• _Quoted passage_
◆ ◆ ◆

I recognize that Friday June 21st is National Indigenous Day. I so appreciate the insight given to me by Gordon Gill and his family, and others who helped with suggestions to better know the Indigenous and Métis history of northern Alberta and the NWT. I hope my expression of that story in A Métis Man's Dream; From Traplines to Tugboats in Canada's North may help at least one person in pursuing their own Truth and Reconciliation. I know it has helped me on my journey.
Just a reminder that A Métis Man's Dream is now out on audiobook, through Amazon, Audible and Apple. Good reviews from as far north as Fort MacPherson, NWT and as far south as Santa Clara, California!
I love the sight and sound and feeling of flowing water, especially in smaller rivers and creeks where fish leap for the sky and shadows hold the gurgling riffles close in to shore.

◆ ◆ ◆

[Dataset excerpt]
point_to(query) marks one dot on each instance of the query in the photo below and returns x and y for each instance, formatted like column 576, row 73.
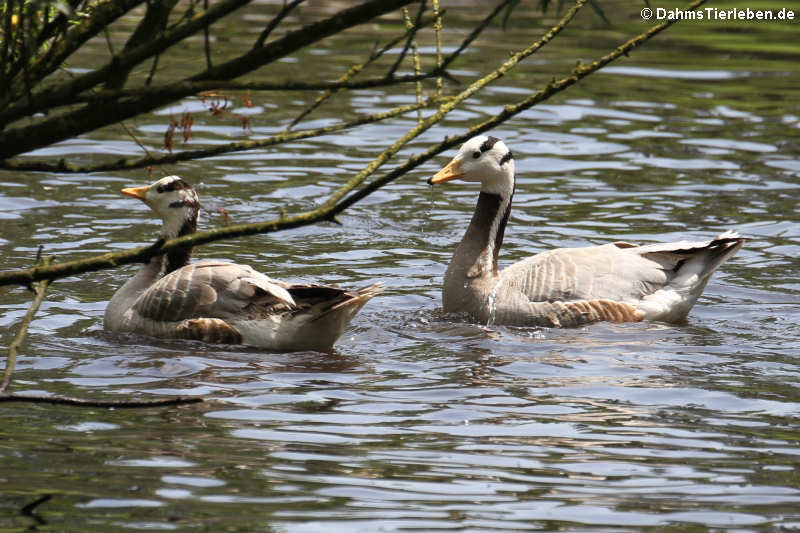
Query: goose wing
column 616, row 271
column 619, row 282
column 212, row 289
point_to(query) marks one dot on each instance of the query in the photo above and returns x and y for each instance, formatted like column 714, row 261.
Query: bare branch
column 82, row 402
column 124, row 164
column 342, row 198
column 11, row 360
column 285, row 10
column 412, row 32
column 104, row 13
column 49, row 131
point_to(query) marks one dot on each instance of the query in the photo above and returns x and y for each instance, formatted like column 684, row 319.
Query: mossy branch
column 26, row 138
column 509, row 111
column 339, row 200
column 191, row 155
column 326, row 211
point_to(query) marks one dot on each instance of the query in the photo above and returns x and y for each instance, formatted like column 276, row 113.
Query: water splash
column 493, row 301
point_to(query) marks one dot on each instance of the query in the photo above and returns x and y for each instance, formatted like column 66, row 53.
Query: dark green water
column 416, row 422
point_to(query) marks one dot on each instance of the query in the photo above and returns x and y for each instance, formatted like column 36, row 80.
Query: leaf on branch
column 168, row 135
column 186, row 126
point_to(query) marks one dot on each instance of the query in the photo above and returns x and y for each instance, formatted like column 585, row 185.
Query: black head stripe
column 174, row 185
column 488, row 143
column 186, row 202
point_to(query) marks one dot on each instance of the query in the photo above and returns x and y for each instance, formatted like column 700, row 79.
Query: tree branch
column 104, row 13
column 64, row 93
column 125, row 164
column 341, row 199
column 11, row 360
column 70, row 124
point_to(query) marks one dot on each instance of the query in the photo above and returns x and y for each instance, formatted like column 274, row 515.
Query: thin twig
column 341, row 199
column 285, row 10
column 553, row 87
column 11, row 360
column 124, row 164
column 347, row 76
column 409, row 40
column 437, row 29
column 207, row 40
column 415, row 60
column 82, row 402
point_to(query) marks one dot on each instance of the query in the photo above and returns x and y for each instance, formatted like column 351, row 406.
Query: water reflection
column 419, row 421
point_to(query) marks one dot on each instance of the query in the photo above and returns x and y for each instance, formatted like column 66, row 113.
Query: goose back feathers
column 220, row 302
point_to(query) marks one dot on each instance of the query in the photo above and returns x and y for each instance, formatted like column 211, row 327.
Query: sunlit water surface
column 418, row 422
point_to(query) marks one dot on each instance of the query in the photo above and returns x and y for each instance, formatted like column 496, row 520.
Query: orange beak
column 136, row 192
column 451, row 171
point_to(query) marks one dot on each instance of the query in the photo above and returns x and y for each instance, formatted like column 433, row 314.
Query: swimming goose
column 220, row 302
column 616, row 282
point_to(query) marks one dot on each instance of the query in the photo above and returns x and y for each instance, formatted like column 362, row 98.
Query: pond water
column 418, row 422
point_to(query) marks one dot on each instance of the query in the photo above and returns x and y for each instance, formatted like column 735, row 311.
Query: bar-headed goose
column 222, row 302
column 617, row 282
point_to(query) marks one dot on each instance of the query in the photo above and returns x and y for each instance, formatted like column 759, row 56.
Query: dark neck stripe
column 180, row 257
column 486, row 212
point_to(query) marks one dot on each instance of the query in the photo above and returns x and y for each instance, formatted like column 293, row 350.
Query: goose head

◆ ◆ ◆

• _What the task asks_
Copy out the full text of the post about A Métis Man's Dream, word for word.

• _Exercise answer_
I recognize that Friday June 21st is National Indigenous Day. I so appreciate the insight given to me by Gordon Gill and his family, and others who helped with suggestions to better know the Indigenous and Métis history of northern Alberta and the NWT. I hope my expression of that story in A Métis Man's Dream; From Traplines to Tugboats in Canada's North may help at least one person in pursuing their own Truth and Reconciliation. I know it has helped me on my journey.
Just a reminder that A Métis Man's Dream is now out on audiobook, through Amazon, Audible and Apple. Good reviews from as far north as Fort MacPherson, NWT and as far south as Santa Clara, California!
I love the sight and sound and feeling of flowing water, especially in smaller rivers and creeks where fish leap for the sky and shadows hold the gurgling riffles close in to shore.